SET TASK
Put the following lines into a numbered list, omitting any blank lines.

Excerpts from a point labeling dataset
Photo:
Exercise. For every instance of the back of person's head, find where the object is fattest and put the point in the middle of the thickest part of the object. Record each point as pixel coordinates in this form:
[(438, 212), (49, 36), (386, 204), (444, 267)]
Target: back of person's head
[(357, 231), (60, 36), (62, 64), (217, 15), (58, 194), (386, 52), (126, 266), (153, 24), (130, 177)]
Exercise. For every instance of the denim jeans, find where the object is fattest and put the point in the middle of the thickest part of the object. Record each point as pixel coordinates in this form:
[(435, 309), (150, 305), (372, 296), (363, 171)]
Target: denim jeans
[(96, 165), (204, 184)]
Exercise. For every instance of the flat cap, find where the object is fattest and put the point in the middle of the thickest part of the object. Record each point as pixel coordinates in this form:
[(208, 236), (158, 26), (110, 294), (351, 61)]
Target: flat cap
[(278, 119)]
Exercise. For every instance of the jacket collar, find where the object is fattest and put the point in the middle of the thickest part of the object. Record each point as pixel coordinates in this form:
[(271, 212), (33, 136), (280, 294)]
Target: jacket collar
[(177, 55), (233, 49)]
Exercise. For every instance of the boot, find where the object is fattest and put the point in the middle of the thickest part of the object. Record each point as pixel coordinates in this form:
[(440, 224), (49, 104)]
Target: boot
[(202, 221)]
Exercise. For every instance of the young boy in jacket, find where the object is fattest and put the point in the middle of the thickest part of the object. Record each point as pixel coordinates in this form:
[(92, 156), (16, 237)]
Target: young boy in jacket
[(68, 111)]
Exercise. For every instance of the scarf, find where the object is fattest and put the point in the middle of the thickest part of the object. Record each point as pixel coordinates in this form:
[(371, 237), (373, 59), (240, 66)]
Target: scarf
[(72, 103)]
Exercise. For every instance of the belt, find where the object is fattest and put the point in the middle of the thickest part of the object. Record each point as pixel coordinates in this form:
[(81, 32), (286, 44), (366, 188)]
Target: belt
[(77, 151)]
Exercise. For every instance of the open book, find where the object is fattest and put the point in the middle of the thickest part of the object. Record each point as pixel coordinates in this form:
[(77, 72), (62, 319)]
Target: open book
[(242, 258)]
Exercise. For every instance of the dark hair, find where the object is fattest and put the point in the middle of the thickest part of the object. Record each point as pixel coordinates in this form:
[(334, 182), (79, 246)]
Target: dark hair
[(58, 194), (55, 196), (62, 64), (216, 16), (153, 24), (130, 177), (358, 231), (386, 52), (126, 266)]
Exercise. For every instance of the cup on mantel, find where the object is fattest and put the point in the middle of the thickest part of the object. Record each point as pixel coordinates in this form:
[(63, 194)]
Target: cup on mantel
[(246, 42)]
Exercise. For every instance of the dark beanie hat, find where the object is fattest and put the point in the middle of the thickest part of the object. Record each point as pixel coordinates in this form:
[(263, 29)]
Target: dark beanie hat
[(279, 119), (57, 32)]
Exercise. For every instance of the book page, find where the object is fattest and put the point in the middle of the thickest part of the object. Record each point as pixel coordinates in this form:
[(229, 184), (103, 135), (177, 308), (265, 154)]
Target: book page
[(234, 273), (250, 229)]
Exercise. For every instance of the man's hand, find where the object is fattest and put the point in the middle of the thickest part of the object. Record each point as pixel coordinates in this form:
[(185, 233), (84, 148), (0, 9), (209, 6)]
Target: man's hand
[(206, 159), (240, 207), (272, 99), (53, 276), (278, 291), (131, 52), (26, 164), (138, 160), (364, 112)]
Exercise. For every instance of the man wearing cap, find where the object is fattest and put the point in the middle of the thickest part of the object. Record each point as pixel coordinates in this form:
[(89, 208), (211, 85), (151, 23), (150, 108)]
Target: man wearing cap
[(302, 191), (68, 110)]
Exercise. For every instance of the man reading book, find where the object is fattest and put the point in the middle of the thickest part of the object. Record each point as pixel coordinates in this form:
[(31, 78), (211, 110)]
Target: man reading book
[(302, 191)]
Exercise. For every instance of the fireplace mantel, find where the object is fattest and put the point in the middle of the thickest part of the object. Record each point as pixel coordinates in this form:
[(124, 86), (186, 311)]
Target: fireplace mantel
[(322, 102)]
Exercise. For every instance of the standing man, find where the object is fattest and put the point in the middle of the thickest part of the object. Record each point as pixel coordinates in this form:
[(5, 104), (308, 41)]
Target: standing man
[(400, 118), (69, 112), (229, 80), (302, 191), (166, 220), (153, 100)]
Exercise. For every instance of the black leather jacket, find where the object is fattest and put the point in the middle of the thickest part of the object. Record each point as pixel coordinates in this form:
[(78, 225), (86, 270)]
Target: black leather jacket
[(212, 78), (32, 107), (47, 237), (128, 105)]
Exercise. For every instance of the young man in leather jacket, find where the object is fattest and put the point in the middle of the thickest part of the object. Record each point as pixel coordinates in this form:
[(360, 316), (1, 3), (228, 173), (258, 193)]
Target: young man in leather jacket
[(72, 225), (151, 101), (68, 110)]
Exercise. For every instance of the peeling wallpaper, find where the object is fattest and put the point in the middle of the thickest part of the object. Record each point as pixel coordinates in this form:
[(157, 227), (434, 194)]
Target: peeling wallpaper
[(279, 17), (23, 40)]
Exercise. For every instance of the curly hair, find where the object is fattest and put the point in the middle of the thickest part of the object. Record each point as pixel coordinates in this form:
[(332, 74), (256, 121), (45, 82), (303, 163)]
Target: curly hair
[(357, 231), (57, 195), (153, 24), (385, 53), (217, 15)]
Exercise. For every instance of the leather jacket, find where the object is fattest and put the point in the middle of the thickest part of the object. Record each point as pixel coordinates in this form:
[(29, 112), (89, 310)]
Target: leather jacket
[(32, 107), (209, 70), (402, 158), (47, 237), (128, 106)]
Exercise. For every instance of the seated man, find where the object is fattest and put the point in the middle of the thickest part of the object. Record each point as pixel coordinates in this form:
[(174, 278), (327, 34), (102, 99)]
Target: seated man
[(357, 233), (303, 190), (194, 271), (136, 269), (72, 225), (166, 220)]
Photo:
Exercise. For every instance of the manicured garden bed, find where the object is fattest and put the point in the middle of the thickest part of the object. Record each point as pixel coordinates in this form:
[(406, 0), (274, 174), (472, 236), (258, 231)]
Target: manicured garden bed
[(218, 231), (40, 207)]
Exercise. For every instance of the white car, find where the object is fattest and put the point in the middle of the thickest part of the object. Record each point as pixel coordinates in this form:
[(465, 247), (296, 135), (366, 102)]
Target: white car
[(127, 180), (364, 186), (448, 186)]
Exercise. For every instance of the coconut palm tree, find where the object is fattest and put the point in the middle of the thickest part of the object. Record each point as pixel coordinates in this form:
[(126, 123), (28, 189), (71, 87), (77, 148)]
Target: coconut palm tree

ANSWER
1. Photo:
2. Exercise. For every instance of the back of person's head, find where the object is fattest and put the point in the middle of the thickest part of the object. Record each point as pixel coordinates in this form:
3. [(438, 212), (49, 36), (386, 204), (444, 267)]
4. Target: back of person's head
5. [(357, 231), (60, 36), (62, 64), (217, 15), (58, 194), (386, 52), (126, 266), (153, 24), (130, 177)]
6. Exercise. For every instance of the denim jeans, find where the object is fattest and put the point in the middle of the thickest part of the object. Record each point as pixel coordinates in this form:
7. [(435, 309), (150, 305), (372, 296), (363, 171)]
8. Target: denim jeans
9. [(96, 165), (204, 184)]
10. Exercise. For every instance of the flat cap, find where the object is fattest and put the point in the middle of the thickest part of the object. Record each point as pixel coordinates in this form:
11. [(208, 236), (158, 26), (110, 294), (351, 61)]
12. Target: flat cap
13. [(278, 119)]
14. Exercise. For every instance of the jacket collar, find where the object is fattest and put the point in the middle of the thickest part of the object. Record each point as pixel coordinates in this form:
15. [(271, 212), (33, 136), (280, 294)]
16. Target: jacket collar
17. [(177, 55), (233, 49)]
18. Exercise. For every instance of the boot, find where the object is fattest and put the point in the middle of the thickest part of the object. Record each point as pixel coordinates in this form:
19. [(440, 224), (49, 104)]
20. Target: boot
21. [(202, 221)]
22. Exercise. For every instance of the young boy in jacket, find where the object is fattest and put the point in the middle of the thickest part of the object. Record each point as pixel coordinates in this form:
23. [(92, 156), (16, 237)]
24. Target: young boy in jacket
25. [(68, 111)]
26. Exercise. For every instance of the scarf, find where the object is fattest and put the point in the middle of the thickest part of the object. Record each point as pixel coordinates in this form:
27. [(371, 237), (373, 59), (240, 66)]
28. Target: scarf
29. [(72, 103)]
30. Exercise. For every instance of the belt, find where the object is fattest and put the point in the middle of the thickest part of the object. Record each point as pixel coordinates in this form:
31. [(81, 32), (286, 44), (366, 188)]
32. Target: belt
33. [(77, 151)]
34. Exercise. For every instance of the open book, find where the object is fattest and put the point in the middle of the thickest part of the object. Record each point as pixel coordinates in this form:
35. [(77, 72), (62, 319)]
36. Target: open book
37. [(242, 258)]
38. Exercise. For every instance of the dark hair, find where the object is fattest and put the point in the middle of the thickest part of the object. Record each point as pixel coordinates in this form:
39. [(334, 182), (79, 246)]
40. Target: dark hair
41. [(58, 194), (55, 196), (62, 64), (216, 16), (153, 24), (130, 177), (358, 231), (386, 52), (126, 266)]
42. Exercise. For every instance of the cup on mantel, find where the object is fattest and put the point in the middle of the thickest part of the object. Record each point as pixel coordinates in this form:
43. [(63, 194)]
44. Target: cup on mantel
45. [(246, 42)]
46. Exercise. For every instance of the dark beanie hat, find where the object is fattest and put the point in the middle of the thickest part of the object. Record each point as pixel coordinates in this form:
47. [(263, 29)]
48. Target: dark beanie hat
49. [(279, 119), (57, 32)]
50. Exercise. For every instance of the book page, find where the object is fattest and put the point in the middle of the thickest part of the object. Record each point as pixel coordinates in this form:
51. [(229, 184), (103, 135), (177, 308), (265, 154)]
52. Target: book page
53. [(234, 273), (250, 229)]
54. Exercise. For every instance of the man's hand, find where the object is fattest and put the point in the middle of the thickest part of the object. Record each point as pixel coordinates in this form:
55. [(185, 233), (84, 148), (0, 9), (209, 6)]
56. Target: man's hand
57. [(206, 159), (240, 207), (272, 99), (53, 276), (278, 291), (131, 52), (26, 164), (138, 160), (364, 112)]
58. Exercise. For every instance of the man wearing cap, find where the object is fattest and put the point in the middle of the thickest part of the object. Record each point as pixel coordinates in this form:
59. [(89, 208), (211, 85), (151, 23), (150, 108)]
60. Target: man wearing cap
61. [(302, 191), (68, 110)]
62. Exercise. For every instance of the man reading book, find where the object is fattest and put the point in the middle of the thickest part of the object. Record each point as pixel coordinates in this form:
63. [(31, 78), (211, 110)]
64. Target: man reading book
65. [(302, 191)]
66. Exercise. For every instance of the fireplace mantel, find where the object is fattest and put the point in the middle of the thickest part of the object. Record each point as pixel coordinates in this form:
67. [(124, 86), (186, 311)]
68. Target: fireplace mantel
69. [(322, 102)]
70. Exercise. For every instance of the standing man, find where the object is fattest and put the point in the middle of the thickest part of the object. Record each point as pixel coordinates in this form:
71. [(5, 104), (308, 41)]
72. Target: standing man
73. [(400, 118), (69, 112), (229, 80), (302, 191), (166, 220), (153, 100)]
74. Exercise. For every instance of the black leather jacket, find where the object is fattest and put the point in the middle of the thickest part of the object. Record each point as pixel coordinates in this form:
75. [(78, 225), (86, 270)]
76. Target: black leather jacket
77. [(212, 78), (32, 107), (47, 237), (128, 105)]
78. Exercise. For every instance of the young man in leather jacket, find where the object is fattest and put the point in the middle of the thickest part of the object. Record each point as pixel coordinates in this form:
79. [(360, 316), (1, 3), (228, 173), (258, 193)]
80. Target: young man in leather jacket
81. [(72, 225), (151, 101), (68, 110)]
82. Exercise. For every instance of the peeling wallpaper, find where the object is fattest and put the point in the middle of the thickest part of the object. Record each point as pixel coordinates in this form:
83. [(157, 227), (434, 194)]
84. Target: peeling wallpaper
85. [(279, 17), (23, 40)]
86. Exercise. For every instance of the curly hair, find where the object is fattest and put the point in the middle of the thickest part of the object. Record each point as pixel coordinates in this form:
87. [(332, 74), (256, 121), (45, 82), (303, 163)]
88. Target: curly hair
89. [(357, 231), (57, 195), (153, 24), (385, 53), (217, 15)]
90. Exercise. For every instance of the leather jacket, find where the object is fattest and put the point in the middle of the thickest part of the object. Record each point as pixel coordinates in this form:
91. [(29, 112), (89, 310)]
92. Target: leather jacket
93. [(32, 107), (209, 70), (402, 158), (47, 237), (128, 106)]
94. Exercise. For every instance of the seated man, find where the object is fattest and put the point in the middle of the thickest part of the object. Record each point as pixel coordinates in this form:
95. [(174, 278), (327, 34), (102, 99)]
96. Target: seated man
97. [(357, 233), (303, 190), (194, 271), (136, 269), (72, 225), (166, 220)]
98. Photo:
99. Exercise. For every instance of the manicured garden bed, find where the object is fattest and put the point in the middle of the thickest part of the object. Record each point as pixel coordinates in this form:
100. [(406, 0), (274, 174), (472, 236), (258, 231)]
101. Target: manicured garden bed
102. [(218, 231), (40, 207)]
103. Exercise. For every instance of the white car, find where the object is fattest and put the point in the middle of the thickest part of the object. Record each point as pixel coordinates in this form:
104. [(465, 247), (296, 135), (366, 102)]
105. Target: white car
106. [(127, 180), (364, 186), (448, 186)]
107. Exercise. For every instance of the coconut palm tree, find where the object is fattest and put the point in the middle of the thickest part of the object. Record each point as pixel coordinates in this form:
108. [(126, 123), (28, 189), (71, 87), (77, 148)]
109. Target: coconut palm tree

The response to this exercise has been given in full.